[EXTRAIT À LIRE]

※ ※ ※

Le 22 février 2012, Monsieur …. déposa une demande de protection internationale qui fut refusée par décision du ministre du Travail, de l’Emploi et de l’Immigration, ci-après dénommé « le ministre », du 26 avril 2012 sur base de l’article 20 de la loi modifiée du 5 mai 2006 relative au droit d’asile et à des formes complémentaires de protection, décision déclarant par ailleurs le séjour de Monsieur …. illégal et lui imposant de quitter le territoire dans un délai de 30 jours. Le recours contentieux dirigé contre la décision ministérielle précitée du 26 avril 2012 fut déclaré non fondé par un jugement du tribunal administratif du 15 octobre 2012, inscrit sous le numéro 31331 du rôle.
Par arrêté du 12 mars 2013, le ministre prit à l’encontre de Monsieur …. une décision d’interdiction de territoire pour une durée de trois ans, notifiée en mains propres en date du même jour.
Par un deuxième arrêté du même jour, le ministre ordonna encore le placement de Monsieur …. au Centre de rétention pour une durée d’un mois à partir de la notification de la décision en question, sur le fondement des articles 111, 120 à 123 et 125, paragraphe (1) de la loi modifiée du 29 août 2008 sur la libre circulation des personnes et l’immigration, ci-
après dénommée « la loi du 29 août 2008 ». Le prédit arrêté, notifié en date du même jour, est fondé sur les considérations suivantes :
« Vu les articles 111, 120 à 123 et 125 (1) de la loi modifiée du 29 août 2008 sur la libre circulation des personnes et l'immigration ;
Vu la loi du 28 mai 2009 concernant le Centre de rétention ;
Vu ma décision de retour du 26 avril 2012 ;
Vu ma décision d’interdiction du territoire du 12 mars 2013 ;
Attendu que l’intéressé est démuni de tout document d’identité et de voyage valable ;
Attendu qu'au vu de la situation particulière de l'intéressé, il n'existe pas de mesure suffisante, mais moins coercitive qu'une mesure de placement alors que les conditions d'une assignation à domicile conformément à l'article 125 (1) ne sont pas remplies ;
Attendu qu’il existe un risque de fuite dans le chef de l’intéressé ;
Considérant que les démarches nécessaires en vue de l'éloignement de l'intéressé seront engagées dans les plus brefs délais ;
Considérant que l'exécution de la mesure d'éloignement est subordonnée au résultat de ces démarches ; (…) ».
Par requête déposée au greffe du tribunal administratif le 27 mars 2013, Monsieur ….
a fait introduire un recours tendant à la réformation, sinon subsidiairement à l’annulation de la décision ministérielle de placement en rétention précitée du 12 mars 2013.
Par jugement du 4 avril 2013, inscrit sous le numéro 32240 du rôle, le tribunal administratif a déclaré recevable mais non fondé le recours introduit par Monsieur …. contre la décision précitée du 12 mars 2013.

※ ※ ※

[Lignes de pointage]

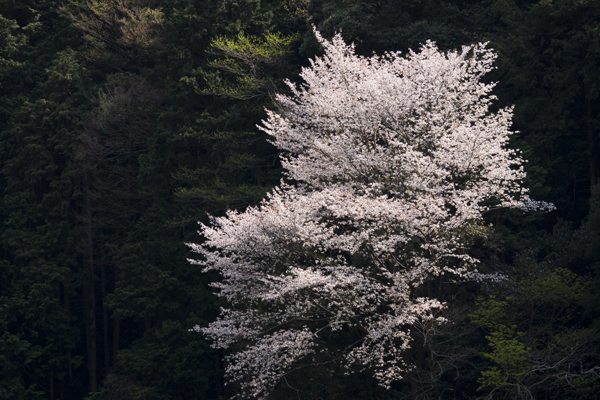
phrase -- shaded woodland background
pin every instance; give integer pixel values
(124, 122)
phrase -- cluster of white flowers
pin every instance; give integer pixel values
(393, 159)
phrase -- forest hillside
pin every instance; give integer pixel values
(124, 123)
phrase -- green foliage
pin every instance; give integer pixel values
(257, 65)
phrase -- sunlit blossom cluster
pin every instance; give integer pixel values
(390, 162)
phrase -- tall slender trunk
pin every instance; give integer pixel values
(104, 312)
(90, 296)
(591, 137)
(115, 336)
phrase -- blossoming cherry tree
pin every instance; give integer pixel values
(388, 160)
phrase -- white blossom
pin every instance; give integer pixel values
(388, 160)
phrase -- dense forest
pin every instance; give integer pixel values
(125, 122)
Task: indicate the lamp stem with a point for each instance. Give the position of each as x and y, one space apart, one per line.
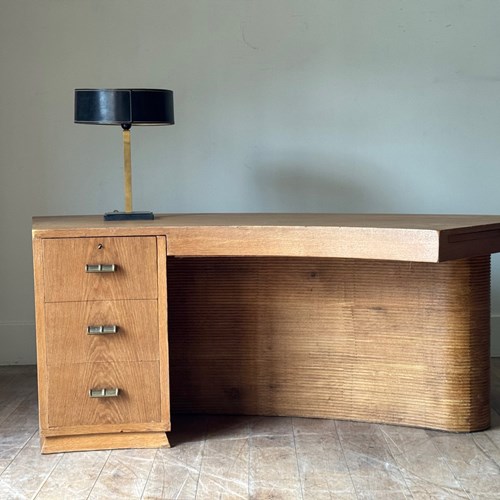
127 166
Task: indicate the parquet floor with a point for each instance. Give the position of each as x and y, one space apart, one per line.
221 457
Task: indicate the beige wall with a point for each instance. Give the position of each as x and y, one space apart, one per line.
281 105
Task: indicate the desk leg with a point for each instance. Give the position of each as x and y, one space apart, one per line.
377 341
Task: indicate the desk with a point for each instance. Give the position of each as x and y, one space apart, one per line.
377 318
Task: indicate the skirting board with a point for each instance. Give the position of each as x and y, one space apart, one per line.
17 343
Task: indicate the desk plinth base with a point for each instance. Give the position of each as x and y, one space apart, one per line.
375 341
57 444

※ ※ ※

[DÉFIS À RELEVER]
1 > Recopiez à l'identique les lignes de pointage, de celle qui contient « Task: indicate the beige » jusqu'à la dernière ligne de pointage, ces deux bornes comprises.
2 > Reprenez l'extrait sur le placement en rétention après un refus d'asile à la suite de sa dernière phrase et poursuivez-le.

[RÉPONSES CI-DESSOUS]
1 >
Task: indicate the beige wall with a point for each instance. Give the position of each as x and y, one space apart, one per line.
281 105
Task: indicate the desk leg with a point for each instance. Give the position of each as x and y, one space apart, one per line.
377 341
Task: indicate the desk with a point for each instance. Give the position of each as x and y, one space apart, one per line.
377 318
Task: indicate the skirting board with a point for each instance. Give the position of each as x and y, one space apart, one per line.
17 343
Task: indicate the desk plinth base with a point for each instance. Give the position of each as x and y, one space apart, one per line.
375 341
57 444

2 >
Par arrêté du 8 avril 2013, notifié à l’intéressé en mains propres le 12 avril 2013, le ministre prorogea la mesure de placement pour une nouvelle durée d’un mois à partir de la notification. Ladite décision est libellée comme suit :
« Vu les articles 111 et 120 à 123 de la loi modifiée du 29 août 2008 sur la libre circulation des personnes et l'immigration ;
Vu la loi du 28 mai 2009 concernant le Centre de rétention ;
Vu mon arrêté du 12 mars 2013, notifié le même jour, décidant de soumettre l'intéressé à une mesure de placement ;
Attendu que les motifs à la base de la mesure de placement du 12 mars 2013 subsistent dans le chef de l'intéressé ;
Considérant que toutes les diligences en vue de l'identification de l'intéressé afin de permettre son éloignement ont été entreprises auprès des autorités compétentes ;
Considérant que ces démarches n'ont pas encore abouti ;
Considérant qu'il y a lieu de maintenir la mesure de placement afin de garantir l'exécution de la mesure de l'éloignement ; (…) ».
Par requête déposée au greffe du tribunal administratif le 19 avril 2013, Monsieur ….
a fait introduire un recours tendant à la réformation, sinon subsidiairement à l’annulation de la décision ministérielle précitée du 8 avril 2013 portant prorogation de son placement en rétention.
Etant donné que l’article 123, paragraphe (1) de la loi du 29 août 2008 institue un recours de pleine juridiction contre une décision de rétention administrative, le tribunal est compétent pour connaître du recours en réformation.
Le recours en réformation, ayant par ailleurs été introduit dans les formes et délai de la loi, est recevable.
Partant, il n’y a pas lieu de statuer sur le recours subsidiaire en annulation.
A l’appui de son recours, le demandeur fait d’abord valoir que la décision ministérielle ne serait pas suffisamment motivée. En effet, l’article 120 de la loi du 29 août 2008 instituerait certes une faculté pour le ministre de placer une personne en rétention, mais n’instaurerait pas une obligation systématique, de sorte qu’il lui appartiendrait de démontrer la nécessité du placement en rétention. Il donne à considérer que le défaut de motivation de la décision déférée le mettrait dans l’impossibilité d’exercer ses droits de la défense, étant donné qu’il ne pourrait pas apprécier la portée juridique de ladite décision.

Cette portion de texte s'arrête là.